TASK INSTRUCTIONS
Reproduce word for word everything in the material below, from the line containing "query (the noun phrase to segment): yellow" down to the line containing "of the yellow", with both of those lines included.
#####
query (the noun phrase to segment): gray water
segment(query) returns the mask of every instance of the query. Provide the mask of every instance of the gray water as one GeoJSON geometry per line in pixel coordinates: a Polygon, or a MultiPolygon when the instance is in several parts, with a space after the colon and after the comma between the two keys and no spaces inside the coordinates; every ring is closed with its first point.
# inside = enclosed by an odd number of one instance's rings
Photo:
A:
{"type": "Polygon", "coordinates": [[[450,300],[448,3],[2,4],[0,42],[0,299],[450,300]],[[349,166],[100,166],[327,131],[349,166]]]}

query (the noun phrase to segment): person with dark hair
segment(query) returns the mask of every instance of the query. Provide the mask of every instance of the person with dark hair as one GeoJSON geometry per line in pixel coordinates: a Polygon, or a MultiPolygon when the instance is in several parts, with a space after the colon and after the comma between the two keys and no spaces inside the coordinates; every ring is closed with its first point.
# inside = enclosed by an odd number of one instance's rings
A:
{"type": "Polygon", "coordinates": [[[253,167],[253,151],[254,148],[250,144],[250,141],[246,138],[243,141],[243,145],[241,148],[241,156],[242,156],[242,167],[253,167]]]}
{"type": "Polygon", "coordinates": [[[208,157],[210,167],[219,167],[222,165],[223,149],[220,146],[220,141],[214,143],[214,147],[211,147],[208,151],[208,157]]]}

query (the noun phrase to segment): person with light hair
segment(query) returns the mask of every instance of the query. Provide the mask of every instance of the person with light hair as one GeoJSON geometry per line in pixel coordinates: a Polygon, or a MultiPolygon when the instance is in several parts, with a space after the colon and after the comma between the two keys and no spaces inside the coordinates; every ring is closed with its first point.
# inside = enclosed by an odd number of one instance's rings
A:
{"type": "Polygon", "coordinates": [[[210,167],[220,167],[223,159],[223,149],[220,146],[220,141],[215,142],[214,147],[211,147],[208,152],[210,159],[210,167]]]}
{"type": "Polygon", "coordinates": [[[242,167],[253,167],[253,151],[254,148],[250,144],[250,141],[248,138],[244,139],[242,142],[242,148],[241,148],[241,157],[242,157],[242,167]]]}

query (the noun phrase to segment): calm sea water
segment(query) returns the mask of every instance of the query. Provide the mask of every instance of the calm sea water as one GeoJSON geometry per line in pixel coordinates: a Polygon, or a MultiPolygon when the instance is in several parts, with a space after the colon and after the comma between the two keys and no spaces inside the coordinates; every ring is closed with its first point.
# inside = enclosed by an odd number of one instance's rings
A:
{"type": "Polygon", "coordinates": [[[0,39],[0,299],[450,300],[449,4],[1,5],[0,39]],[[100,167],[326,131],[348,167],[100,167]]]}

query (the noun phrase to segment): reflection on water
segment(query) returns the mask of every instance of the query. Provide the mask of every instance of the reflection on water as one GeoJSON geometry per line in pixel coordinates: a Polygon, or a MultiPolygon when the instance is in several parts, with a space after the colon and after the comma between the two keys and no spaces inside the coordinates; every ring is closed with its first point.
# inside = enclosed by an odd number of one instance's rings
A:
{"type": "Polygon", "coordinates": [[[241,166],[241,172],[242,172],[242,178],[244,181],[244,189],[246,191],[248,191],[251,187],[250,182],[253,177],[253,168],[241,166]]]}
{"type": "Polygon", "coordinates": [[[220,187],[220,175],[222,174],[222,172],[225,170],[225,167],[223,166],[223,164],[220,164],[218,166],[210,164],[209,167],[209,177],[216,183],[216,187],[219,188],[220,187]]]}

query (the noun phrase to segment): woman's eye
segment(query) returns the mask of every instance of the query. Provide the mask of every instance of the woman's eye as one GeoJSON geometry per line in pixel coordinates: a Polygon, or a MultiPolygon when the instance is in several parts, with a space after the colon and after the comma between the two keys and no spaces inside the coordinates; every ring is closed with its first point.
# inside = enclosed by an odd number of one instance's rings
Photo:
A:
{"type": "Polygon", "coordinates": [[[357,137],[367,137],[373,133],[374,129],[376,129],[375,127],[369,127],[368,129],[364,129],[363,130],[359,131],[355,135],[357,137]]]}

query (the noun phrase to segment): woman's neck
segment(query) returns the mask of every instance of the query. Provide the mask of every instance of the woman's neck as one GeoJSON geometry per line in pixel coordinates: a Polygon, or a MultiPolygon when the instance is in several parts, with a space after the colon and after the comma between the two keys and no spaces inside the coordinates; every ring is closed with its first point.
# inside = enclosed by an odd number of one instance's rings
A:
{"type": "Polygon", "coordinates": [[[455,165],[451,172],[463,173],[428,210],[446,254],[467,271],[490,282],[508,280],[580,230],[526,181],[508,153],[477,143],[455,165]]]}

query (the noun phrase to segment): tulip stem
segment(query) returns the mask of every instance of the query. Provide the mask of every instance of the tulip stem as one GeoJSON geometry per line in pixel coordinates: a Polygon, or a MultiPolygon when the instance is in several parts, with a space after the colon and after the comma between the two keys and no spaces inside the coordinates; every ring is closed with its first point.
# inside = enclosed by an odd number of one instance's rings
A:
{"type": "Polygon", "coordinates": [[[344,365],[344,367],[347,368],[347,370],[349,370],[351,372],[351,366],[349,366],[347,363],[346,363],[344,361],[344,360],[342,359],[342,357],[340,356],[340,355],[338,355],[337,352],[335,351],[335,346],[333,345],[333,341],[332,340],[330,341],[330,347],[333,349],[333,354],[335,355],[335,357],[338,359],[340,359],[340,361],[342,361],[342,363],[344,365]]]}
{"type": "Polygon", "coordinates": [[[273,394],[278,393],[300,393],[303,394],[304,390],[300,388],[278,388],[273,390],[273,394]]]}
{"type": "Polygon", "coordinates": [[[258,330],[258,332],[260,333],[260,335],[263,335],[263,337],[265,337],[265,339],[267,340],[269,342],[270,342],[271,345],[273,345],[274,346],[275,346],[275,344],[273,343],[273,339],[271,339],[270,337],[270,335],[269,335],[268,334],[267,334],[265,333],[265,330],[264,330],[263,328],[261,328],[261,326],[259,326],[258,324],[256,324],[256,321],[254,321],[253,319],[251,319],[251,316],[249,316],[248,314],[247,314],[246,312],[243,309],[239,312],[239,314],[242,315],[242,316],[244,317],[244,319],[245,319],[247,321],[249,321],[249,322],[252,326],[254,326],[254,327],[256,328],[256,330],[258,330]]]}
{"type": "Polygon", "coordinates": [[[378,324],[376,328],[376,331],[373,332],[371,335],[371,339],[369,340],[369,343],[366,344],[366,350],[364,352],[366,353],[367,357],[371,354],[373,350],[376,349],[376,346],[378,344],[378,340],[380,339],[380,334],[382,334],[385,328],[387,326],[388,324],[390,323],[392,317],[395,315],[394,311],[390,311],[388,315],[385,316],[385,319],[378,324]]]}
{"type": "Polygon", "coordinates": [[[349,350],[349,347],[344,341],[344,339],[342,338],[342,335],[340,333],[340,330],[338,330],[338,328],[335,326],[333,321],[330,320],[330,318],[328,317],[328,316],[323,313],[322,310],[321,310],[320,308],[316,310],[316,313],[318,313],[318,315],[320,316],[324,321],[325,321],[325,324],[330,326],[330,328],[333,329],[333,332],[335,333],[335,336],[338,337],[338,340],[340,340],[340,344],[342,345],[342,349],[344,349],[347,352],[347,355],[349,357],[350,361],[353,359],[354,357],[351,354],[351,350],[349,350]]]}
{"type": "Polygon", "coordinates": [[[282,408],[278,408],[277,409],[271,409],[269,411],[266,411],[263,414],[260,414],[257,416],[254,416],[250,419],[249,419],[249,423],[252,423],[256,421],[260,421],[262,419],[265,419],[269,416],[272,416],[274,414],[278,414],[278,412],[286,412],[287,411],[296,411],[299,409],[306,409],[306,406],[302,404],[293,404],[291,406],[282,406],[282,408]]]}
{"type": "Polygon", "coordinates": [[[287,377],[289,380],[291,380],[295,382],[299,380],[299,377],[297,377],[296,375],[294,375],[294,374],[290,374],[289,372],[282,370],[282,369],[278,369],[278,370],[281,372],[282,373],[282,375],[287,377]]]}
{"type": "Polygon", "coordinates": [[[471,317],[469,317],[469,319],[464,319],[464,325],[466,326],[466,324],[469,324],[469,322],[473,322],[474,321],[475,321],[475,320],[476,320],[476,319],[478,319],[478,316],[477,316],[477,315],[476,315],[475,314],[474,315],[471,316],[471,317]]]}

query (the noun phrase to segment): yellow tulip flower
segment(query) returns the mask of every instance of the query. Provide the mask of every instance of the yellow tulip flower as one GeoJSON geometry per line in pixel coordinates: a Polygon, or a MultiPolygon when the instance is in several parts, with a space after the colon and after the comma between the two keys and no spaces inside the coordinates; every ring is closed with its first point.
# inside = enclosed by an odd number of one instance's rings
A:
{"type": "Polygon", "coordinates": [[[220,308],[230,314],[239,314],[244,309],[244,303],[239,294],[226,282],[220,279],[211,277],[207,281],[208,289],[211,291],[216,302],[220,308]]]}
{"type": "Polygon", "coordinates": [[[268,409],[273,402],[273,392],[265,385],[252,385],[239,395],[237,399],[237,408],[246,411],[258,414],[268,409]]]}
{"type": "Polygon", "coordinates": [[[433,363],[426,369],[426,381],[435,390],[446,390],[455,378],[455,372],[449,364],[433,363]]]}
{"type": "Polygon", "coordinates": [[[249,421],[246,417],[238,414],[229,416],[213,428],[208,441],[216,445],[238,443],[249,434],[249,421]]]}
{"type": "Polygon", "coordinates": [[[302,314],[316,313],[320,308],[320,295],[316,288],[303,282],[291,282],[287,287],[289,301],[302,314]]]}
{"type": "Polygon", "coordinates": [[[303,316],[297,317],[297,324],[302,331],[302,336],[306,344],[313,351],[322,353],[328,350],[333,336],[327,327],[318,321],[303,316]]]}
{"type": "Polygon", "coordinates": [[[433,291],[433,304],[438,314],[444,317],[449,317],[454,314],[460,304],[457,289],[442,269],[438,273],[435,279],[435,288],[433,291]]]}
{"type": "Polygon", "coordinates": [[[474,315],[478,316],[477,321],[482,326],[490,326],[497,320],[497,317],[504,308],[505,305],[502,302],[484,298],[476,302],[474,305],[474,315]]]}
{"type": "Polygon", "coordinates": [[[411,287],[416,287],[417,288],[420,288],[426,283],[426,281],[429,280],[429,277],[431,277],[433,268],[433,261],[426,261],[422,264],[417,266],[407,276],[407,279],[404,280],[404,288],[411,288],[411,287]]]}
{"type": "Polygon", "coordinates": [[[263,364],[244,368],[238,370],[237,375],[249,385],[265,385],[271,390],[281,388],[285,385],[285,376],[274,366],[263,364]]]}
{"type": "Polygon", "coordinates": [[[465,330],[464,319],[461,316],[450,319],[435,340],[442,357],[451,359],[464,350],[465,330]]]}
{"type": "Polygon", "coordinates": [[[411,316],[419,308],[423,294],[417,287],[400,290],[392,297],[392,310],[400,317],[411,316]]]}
#####
CORRECT RESULT
query (the noun phrase to segment): yellow tulip flower
segment(query) returns the mask of every instance of the query. Provide the mask of every instance of the yellow tulip flower as one GeoJSON geometry per line in pixel coordinates: a Polygon, or a MultiPolygon when the instance is in several parts, with a space after the colon and after the comma between the two keys and no spaces inside the coordinates; every ring is closed with its first point.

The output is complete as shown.